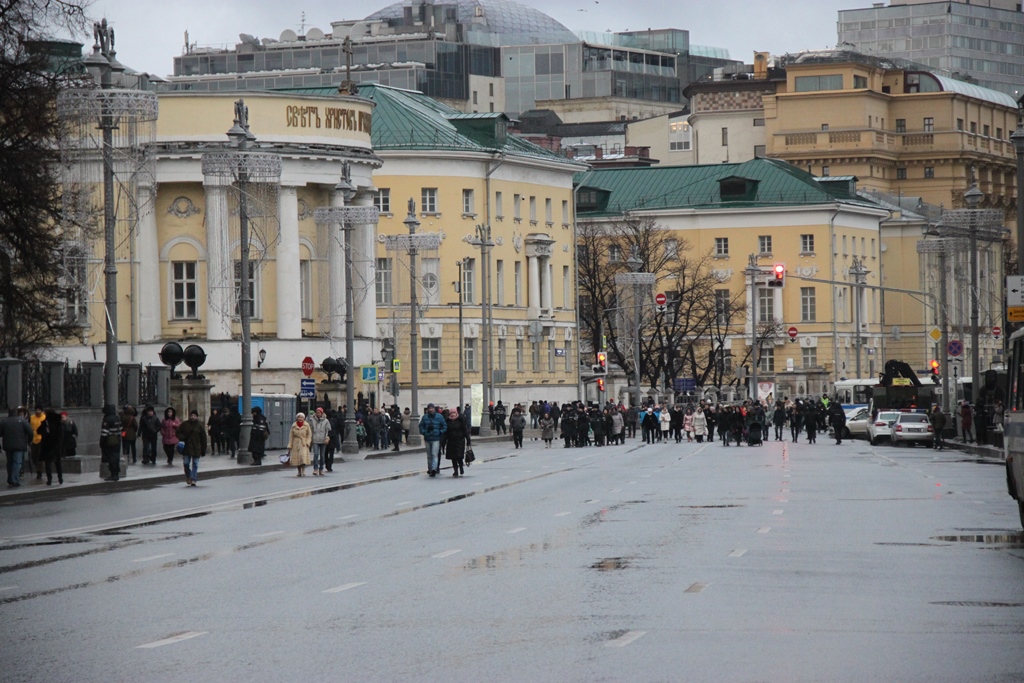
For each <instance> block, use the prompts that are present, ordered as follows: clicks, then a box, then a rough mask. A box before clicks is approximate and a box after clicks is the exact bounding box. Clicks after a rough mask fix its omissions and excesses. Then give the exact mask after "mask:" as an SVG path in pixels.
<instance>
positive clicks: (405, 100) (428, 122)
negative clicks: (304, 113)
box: [278, 83, 586, 168]
mask: <svg viewBox="0 0 1024 683" xmlns="http://www.w3.org/2000/svg"><path fill="white" fill-rule="evenodd" d="M358 88H359V96H360V97H366V98H367V99H372V100H373V101H374V102H375V104H376V106H375V108H374V124H373V132H372V138H373V143H374V150H375V151H376V152H382V151H388V150H426V151H430V150H437V151H447V152H482V153H501V154H505V155H508V156H513V157H526V158H534V159H540V160H545V161H558V162H561V163H564V164H569V165H575V166H579V167H581V168H585V167H586V165H585V164H581V163H579V162H572V161H571V160H568V159H566V158H565V157H562V156H561V155H558V154H555V153H553V152H550V151H548V150H545V148H544V147H542V146H539V145H537V144H534V143H532V142H528V141H526V140H524V139H522V138H520V137H516V136H515V135H508V134H506V129H507V124H508V117H506V116H505V115H504V114H501V113H497V112H495V113H492V112H484V113H478V114H465V113H463V112H460V111H459V110H456V109H453V108H451V106H449V105H447V104H443V103H441V102H439V101H437V100H436V99H433V98H431V97H428V96H427V95H424V94H423V93H422V92H418V91H416V90H403V89H401V88H393V87H390V86H386V85H380V84H377V83H366V84H360V85H359V86H358ZM278 92H295V93H299V94H305V95H322V96H332V95H337V94H338V89H337V88H336V87H323V88H282V89H279V90H278Z"/></svg>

ABOUT THIS EXERCISE. Report each line in the entries where the string "clicks" occurs.

TASK RESULT.
For each <instance> block, use the prompts that are present, ordered as follows: clicks, then a box, then a rough mask. A box before clicks is approximate and a box after clicks is the exact bounding box. Clicks after a rough mask fix its omissions and excesses. Then give the exact mask after "mask:" as an SVG path in pixels.
positive clicks: (405, 100) (428, 122)
negative clicks: (304, 113)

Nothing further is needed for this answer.